Top of EXERCISE INPUTS

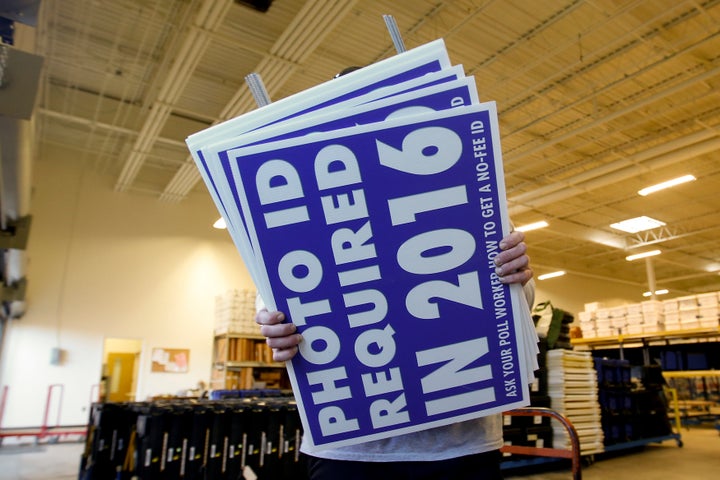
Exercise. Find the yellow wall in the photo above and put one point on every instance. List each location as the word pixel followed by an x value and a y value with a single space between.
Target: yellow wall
pixel 107 264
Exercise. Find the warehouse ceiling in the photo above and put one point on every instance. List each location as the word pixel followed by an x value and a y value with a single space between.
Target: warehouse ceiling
pixel 597 99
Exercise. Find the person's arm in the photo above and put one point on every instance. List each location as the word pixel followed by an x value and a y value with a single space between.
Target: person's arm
pixel 512 266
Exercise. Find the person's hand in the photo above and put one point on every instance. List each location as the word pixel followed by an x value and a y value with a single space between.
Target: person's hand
pixel 281 337
pixel 512 265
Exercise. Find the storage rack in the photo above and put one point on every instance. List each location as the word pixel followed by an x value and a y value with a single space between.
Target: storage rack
pixel 700 402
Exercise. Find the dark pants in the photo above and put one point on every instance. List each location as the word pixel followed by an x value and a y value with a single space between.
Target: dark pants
pixel 482 466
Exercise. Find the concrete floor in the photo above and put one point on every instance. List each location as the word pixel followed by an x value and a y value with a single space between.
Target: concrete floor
pixel 698 459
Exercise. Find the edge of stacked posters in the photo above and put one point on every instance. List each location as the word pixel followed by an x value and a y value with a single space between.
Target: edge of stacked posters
pixel 573 389
pixel 369 209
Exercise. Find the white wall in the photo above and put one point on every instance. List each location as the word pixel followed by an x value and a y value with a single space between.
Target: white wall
pixel 108 264
pixel 572 291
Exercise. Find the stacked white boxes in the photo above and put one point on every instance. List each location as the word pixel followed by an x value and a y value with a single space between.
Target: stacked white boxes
pixel 708 311
pixel 573 389
pixel 651 316
pixel 235 313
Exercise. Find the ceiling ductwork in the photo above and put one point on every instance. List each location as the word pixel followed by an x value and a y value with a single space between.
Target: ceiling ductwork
pixel 19 80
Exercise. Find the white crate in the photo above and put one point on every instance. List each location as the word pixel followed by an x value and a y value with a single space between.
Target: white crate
pixel 707 322
pixel 672 326
pixel 633 309
pixel 602 323
pixel 588 332
pixel 708 299
pixel 602 313
pixel 633 329
pixel 670 306
pixel 594 306
pixel 652 306
pixel 653 328
pixel 687 302
pixel 606 332
pixel 654 318
pixel 686 324
pixel 618 322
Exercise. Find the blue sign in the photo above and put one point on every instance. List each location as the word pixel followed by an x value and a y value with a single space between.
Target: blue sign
pixel 378 242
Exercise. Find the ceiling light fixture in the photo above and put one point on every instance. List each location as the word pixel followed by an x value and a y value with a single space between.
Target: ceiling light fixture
pixel 545 276
pixel 664 185
pixel 650 253
pixel 657 292
pixel 637 224
pixel 532 226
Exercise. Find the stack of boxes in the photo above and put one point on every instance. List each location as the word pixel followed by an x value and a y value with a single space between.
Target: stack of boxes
pixel 651 316
pixel 235 313
pixel 692 311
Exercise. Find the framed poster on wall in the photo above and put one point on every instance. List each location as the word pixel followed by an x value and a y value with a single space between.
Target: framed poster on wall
pixel 170 360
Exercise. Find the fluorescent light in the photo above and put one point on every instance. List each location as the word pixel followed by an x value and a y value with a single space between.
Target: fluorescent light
pixel 657 292
pixel 650 253
pixel 668 184
pixel 637 224
pixel 532 226
pixel 545 276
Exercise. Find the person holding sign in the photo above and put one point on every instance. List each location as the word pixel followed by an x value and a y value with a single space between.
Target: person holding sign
pixel 464 450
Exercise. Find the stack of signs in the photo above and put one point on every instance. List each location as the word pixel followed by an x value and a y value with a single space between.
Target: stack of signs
pixel 369 209
pixel 573 389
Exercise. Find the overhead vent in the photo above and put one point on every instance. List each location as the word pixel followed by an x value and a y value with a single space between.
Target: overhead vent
pixel 261 5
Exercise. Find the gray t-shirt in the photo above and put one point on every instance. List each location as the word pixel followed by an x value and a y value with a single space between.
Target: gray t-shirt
pixel 441 443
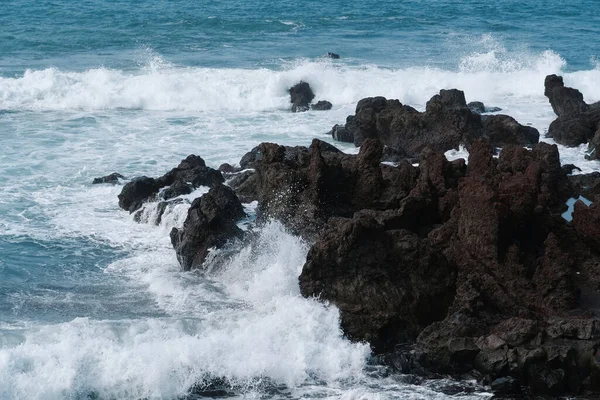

Bottom of EXERCISE INPUTS

## THE TASK
Each line from the one holding "Exercise. Find the gray" to the end of the records above must be copied exactly; the pictures must not be copied.

## RESPONSE BOX
Exercise. Find the gray t-shirt in the photo above and put one point on every instance. List each location as the word pixel followed by an x value and a y value with a single space between.
Target: gray t-shirt
pixel 441 443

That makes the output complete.